Output every line of the data exactly as it appears.
-=-=-
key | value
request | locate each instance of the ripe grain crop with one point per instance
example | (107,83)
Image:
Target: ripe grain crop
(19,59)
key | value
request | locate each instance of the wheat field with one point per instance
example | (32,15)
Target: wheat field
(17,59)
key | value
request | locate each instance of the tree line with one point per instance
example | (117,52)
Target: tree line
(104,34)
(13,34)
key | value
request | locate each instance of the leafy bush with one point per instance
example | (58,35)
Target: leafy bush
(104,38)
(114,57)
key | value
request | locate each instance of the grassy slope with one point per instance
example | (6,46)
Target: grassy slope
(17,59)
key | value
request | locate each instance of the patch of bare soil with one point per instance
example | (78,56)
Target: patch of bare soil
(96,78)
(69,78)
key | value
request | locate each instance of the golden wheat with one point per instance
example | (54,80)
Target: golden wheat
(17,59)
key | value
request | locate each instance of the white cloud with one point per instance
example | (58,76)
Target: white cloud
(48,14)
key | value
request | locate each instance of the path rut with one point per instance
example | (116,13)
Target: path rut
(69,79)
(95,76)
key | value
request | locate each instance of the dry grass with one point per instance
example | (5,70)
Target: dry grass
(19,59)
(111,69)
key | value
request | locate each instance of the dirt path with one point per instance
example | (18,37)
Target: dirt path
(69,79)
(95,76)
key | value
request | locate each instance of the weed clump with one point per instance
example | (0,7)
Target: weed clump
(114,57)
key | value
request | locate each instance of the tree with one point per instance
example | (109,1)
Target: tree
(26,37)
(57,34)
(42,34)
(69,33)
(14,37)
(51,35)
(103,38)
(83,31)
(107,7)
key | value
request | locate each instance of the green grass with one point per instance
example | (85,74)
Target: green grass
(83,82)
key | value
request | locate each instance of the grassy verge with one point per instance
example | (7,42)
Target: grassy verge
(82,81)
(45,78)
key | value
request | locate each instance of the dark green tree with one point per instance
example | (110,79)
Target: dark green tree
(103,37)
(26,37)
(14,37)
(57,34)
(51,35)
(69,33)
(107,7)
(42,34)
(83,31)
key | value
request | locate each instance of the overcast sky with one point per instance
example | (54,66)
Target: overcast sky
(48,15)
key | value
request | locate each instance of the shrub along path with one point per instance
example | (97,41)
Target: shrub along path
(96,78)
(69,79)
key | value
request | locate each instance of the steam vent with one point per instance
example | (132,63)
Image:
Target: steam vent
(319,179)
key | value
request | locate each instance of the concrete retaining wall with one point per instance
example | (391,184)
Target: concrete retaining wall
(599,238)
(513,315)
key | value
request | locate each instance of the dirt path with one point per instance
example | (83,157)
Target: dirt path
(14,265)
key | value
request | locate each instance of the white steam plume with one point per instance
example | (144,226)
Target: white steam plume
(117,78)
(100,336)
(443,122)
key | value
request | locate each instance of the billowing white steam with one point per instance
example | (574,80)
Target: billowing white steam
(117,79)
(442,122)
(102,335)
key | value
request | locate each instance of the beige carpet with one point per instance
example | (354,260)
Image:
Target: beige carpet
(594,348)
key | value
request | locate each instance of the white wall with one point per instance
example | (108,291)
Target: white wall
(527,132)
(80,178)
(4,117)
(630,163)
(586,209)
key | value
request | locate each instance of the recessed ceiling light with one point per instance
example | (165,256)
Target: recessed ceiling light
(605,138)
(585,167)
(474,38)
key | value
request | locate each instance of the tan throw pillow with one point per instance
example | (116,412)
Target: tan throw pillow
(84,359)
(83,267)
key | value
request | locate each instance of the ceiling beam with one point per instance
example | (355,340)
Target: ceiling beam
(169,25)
-=-=-
Task answer
key | value
request | locate each instance of the ripe grain crop with one point per instance
example | (107,83)
Image:
Target: ripe grain crop
(19,59)
key | value
request | locate each instance of the wheat field with one point per instance
example | (32,15)
Target: wheat field
(17,59)
key | value
request | locate each instance of the tree line with one point per instance
example | (117,52)
Target: tree line
(104,34)
(13,34)
key | value
request | locate each instance of the leafy bush with one point per instance
example | (58,35)
Target: leafy bush
(104,38)
(114,57)
key | value
request | locate each instance of the grassy slope with one point per instance
example | (6,46)
Target: grassy slope
(17,59)
key | value
request | locate each instance of the patch of bare soil with one point per instance
example | (78,56)
Target: patch of bare soil
(96,78)
(69,78)
key | value
request | locate each instance of the golden wheat with one point per instance
example | (54,80)
Target: golden wheat
(17,59)
key | value
request | locate each instance of the white cloud with one point per instance
example | (58,76)
Target: white cloud
(48,14)
key | value
request | locate each instance of the path rut with one point per instance
example | (116,13)
Target: path rut
(69,79)
(95,76)
key | value
request | locate each instance of the dry grass with one point per instance
example | (5,70)
Target: dry grass
(19,59)
(111,69)
key | value
request | locate each instance of the dirt path with one point per instance
example | (18,37)
Target: dirt path
(69,79)
(95,76)
key | value
request | locate each instance of the weed clump with one point per instance
example | (0,7)
Target: weed clump
(114,57)
key | value
request | locate each instance of the tree with one point per instance
example | (109,1)
Target: tree
(26,37)
(57,34)
(42,34)
(69,33)
(14,37)
(51,35)
(103,38)
(83,31)
(107,7)
key | value
request | locate each instance of the green grass with one point per instance
example | (85,74)
Target: green grass
(83,82)
key | value
request | locate each instance of the grassy verge with one point per instance
example | (7,42)
Target: grassy verge
(82,81)
(45,78)
key | value
request | locate each instance of the dark green tree with one point per instance
example | (110,79)
Target: dark green tree
(103,37)
(26,37)
(14,37)
(57,34)
(51,35)
(69,33)
(107,7)
(42,34)
(83,31)
key | value
request | locate each instance of the overcast sky with one point per instance
example | (54,66)
Target: overcast sky
(48,15)
key | value
request | locate each instance of the shrub along path with one point per instance
example | (97,41)
Target: shrub along path
(96,78)
(69,79)
key | value
request | locate each instance of the steam vent with one point per instance
example | (132,63)
Image:
Target: steam vent
(319,179)
key | value
request | locate each instance of the concrete retaining wall with one point per instance
example | (391,184)
Target: concrete retaining wall
(599,238)
(513,315)
key | value
request | locate each instance of the dirt path with one point per instance
example | (83,157)
Target: dirt path
(14,265)
key | value
request | locate each instance of the white steam plume with one point per instance
example | (144,226)
Target: white steam plume
(117,78)
(100,336)
(443,122)
key | value
request | locate each instance of the billowing white steam with one point per instance
example | (574,80)
Target: billowing white steam
(117,79)
(442,122)
(102,335)
key | value
request | locate each instance of the beige carpet with one point per instance
example | (354,260)
Image:
Target: beige carpet
(594,348)
key | value
request | locate each instance of the white wall with one point per instance
example | (108,291)
Target: white wall
(527,132)
(80,178)
(4,117)
(630,163)
(586,209)
key | value
request | locate each instance of the recessed ceiling light with one point per instance
example | (165,256)
Target: recessed ceiling light
(605,138)
(585,167)
(474,38)
key | value
request | locate each instance of the tan throw pillow with one point per instance
example | (116,412)
Target: tan throw pillow
(84,359)
(83,267)
key | value
request | locate each instance of the ceiling beam with one point per instance
example | (355,340)
Target: ceiling beam
(169,25)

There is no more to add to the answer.